As shown in Fig. 1, our proposed method can be summarized in this section in the following three parts: multi-modal feature representation, target pedestrian areas detection and multi-modal fusion module. We extract holistic silhouette and dense optical flow as two different kinds of gait representations. Target pedestrian regions are extracted using an improved YOLOv7 algorithm for frontal-view gait sequences, and gait in-depth features can then be captured using convolutional neural network. Based on the captured gait features, we design a multi-modal fusion module to explore the intrinsic connections between the silhouette and dense optical flow features through squeezing and excitation operations. A gait feature encoder, Gait-Encoder, is further used in MFM to globally encode the gait feature vectors, thereby recognizing human gait through the encoded high-level semantic motion features.

Fig. 1
figure 1

The overall block diagram of the proposed method

3.1 Holistic Silhouette Extraction

We firstly extract holistic silhouette of each frontal-view frame to describe the spatial change characteristics during human walking. Original walking frames are converted into grayscale images to reduce computational complexity. Gaussian filtering and histogram equalization are performed to enhance contrast, and background subtraction is adopted to remove background noise. For the case of noise and isolated pixels in the extracted silhouette images, we apply morphological processing to fill in holes and ensure that the gait silhouette has complete connectivity. The final clean gait silhouettes for normal walking are shown in Fig. 2.

» **ENTRIES SHOWN**:
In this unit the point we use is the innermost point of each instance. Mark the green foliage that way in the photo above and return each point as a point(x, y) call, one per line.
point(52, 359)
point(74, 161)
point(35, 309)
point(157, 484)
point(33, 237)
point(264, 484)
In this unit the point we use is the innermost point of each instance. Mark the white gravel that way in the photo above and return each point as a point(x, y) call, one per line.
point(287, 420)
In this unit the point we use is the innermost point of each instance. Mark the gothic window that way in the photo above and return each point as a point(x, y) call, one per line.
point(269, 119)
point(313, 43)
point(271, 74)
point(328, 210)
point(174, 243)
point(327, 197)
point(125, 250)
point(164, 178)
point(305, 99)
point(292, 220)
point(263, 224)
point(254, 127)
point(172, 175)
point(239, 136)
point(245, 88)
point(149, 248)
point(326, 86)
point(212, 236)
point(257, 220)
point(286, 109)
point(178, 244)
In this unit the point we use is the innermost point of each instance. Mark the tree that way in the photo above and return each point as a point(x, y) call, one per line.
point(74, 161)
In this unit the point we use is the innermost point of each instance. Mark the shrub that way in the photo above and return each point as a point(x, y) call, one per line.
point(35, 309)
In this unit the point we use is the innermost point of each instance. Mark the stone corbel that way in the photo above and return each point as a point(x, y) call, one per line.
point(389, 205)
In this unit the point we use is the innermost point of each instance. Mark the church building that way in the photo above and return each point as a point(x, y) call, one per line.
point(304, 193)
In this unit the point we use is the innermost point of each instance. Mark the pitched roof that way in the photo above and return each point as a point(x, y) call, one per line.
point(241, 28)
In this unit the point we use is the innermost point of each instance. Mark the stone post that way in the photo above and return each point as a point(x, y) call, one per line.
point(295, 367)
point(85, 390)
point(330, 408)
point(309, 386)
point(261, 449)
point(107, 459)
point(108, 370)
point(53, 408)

* * *

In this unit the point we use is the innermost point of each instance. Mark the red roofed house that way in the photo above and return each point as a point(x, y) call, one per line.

---

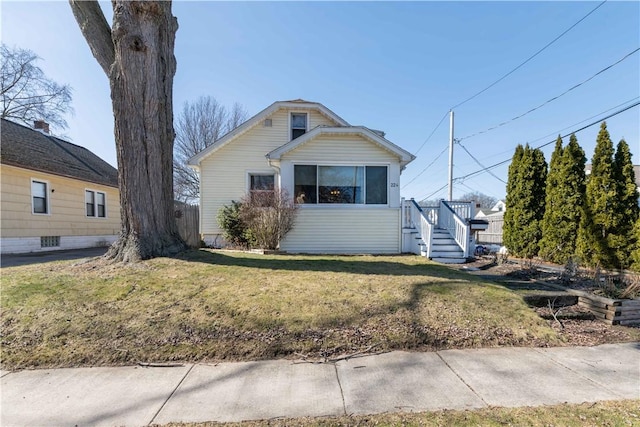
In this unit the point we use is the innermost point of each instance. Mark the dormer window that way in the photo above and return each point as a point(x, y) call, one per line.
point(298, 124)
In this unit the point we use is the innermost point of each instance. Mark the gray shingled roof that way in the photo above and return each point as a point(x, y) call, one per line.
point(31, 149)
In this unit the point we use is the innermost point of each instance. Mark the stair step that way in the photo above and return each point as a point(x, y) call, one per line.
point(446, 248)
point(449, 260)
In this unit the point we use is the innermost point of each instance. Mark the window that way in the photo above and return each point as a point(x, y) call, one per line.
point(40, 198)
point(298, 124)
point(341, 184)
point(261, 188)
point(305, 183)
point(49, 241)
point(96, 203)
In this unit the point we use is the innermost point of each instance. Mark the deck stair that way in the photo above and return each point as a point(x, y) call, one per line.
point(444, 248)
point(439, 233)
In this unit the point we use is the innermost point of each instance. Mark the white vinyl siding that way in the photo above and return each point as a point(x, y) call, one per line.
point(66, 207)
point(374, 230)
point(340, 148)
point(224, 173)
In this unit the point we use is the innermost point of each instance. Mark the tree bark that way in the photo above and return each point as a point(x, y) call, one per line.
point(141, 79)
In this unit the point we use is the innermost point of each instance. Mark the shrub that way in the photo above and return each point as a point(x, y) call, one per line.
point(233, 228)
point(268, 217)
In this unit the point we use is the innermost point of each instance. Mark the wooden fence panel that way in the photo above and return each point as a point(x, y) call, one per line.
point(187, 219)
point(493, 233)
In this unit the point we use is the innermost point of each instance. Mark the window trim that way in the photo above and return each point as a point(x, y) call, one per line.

» **BRIEF**: List every image-processing operation that the gait recognition text at the top applies to walking frames to produce clean holistic silhouettes.

» **THE RESULT**:
- Conversion of the original walking frames to grayscale images
- Gaussian filtering
- Histogram equalization
- Background subtraction
- Morphological processing to fill in holes